* **Passage to read**
────────────────
18 December 2020, The Tablet

Merry Saturnalia, and other myths about Christmas that don’t seem to go away

Merry Saturnalia, and other myths about Christmas that don’t seem to go away

A Christmas Mass in Westminster Cathedral.

A recent episode of BBC Radio Four’s The Moral Maze was irritating as ever. But for once it wasn’t the sometimes tepid debate that annoyed me. It was the debate's framing by the programme’s host Michael Buerk. Christmas, he blithely suggested, “was a pagan holiday called Saturnalia appropriated by Christians”.

As we know, Christmas has accumulated many modern secular customs over the years, from the turning on of town lights to the Doctor Who Christmas special. One of the less joyous of these new additions is the near-liturgical round of articles, blogs and social media posts, many of them in serious newspapers and by respectable journalists and academics, repeating the same series of dubious claims about how Christmas is nothing but a sort of less than jolly deception, a feast stolen from some ancient, and more enjoyable pagan winter rite, by cunning Christians.
────────────────
* **Stated goal**
Carry on the article about Christmas myths from the point where it stops, in the same voice. The lines that come after this text are not required for the task.

* **Data shown**
────────────────
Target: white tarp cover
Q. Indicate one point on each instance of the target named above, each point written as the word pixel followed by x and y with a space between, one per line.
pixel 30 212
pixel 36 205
────────────────
* **Solved problem**
Fighting this disinformation can feel like a never-ending struggle for religious journalists, and it can feel pointless to debunk the same claims every Christmas. I will try to set the record briefly straight in this article, but I think we need to think more deeply about why these claims don’t go away, why apparently well-educated people make them, and just why so few people understand the real story of the relationship between Christianity and pagan Rome.

First off, the myth: Christmas is a midwinter festival invented by a fourth century Pope to supplant the rowdy pagan festivities of (variously) Saturnalia, or that of Sol Invictus. Saturnalia itself, rather inconveniently for this claim, occurred on 17 December (not the 25th) and ended on the 23rd, while Christmas occurs on 25 December and ends on 6 January.

Somewhat more plausibly, it also put forwards that Christmas was invented to supplant the festival of Sol Invictus, which was held on the 25th of December. The dating is, of course, not a coincidence, they both occur on the Roman winter solstice. The significance of Christians using this date does not, however, derive from the pagan festivals held on or around the solstice, but rather has its origins with the dating of Christ’s conception.

Whilst few dates in Christ’s life (especially his early life) can be established with any certainty, one that is clearly determinable is the date of the crucifixion, which according to the gospels occurs on the feast of Passover, a Jewish religious holiday held on the first full moon after the spring equinox.

A tradition dating to at least the early third century AD (and quite possibly going back much further) identifies Passover, or the Spring equinox just before it, as being also the date of the annunciation when Christ was conceived. It was regarded as symbolically appropriate that he should have been conceived on the very same day that he died, in accordance with several Old Testament precedents for famous men and messianic traditions.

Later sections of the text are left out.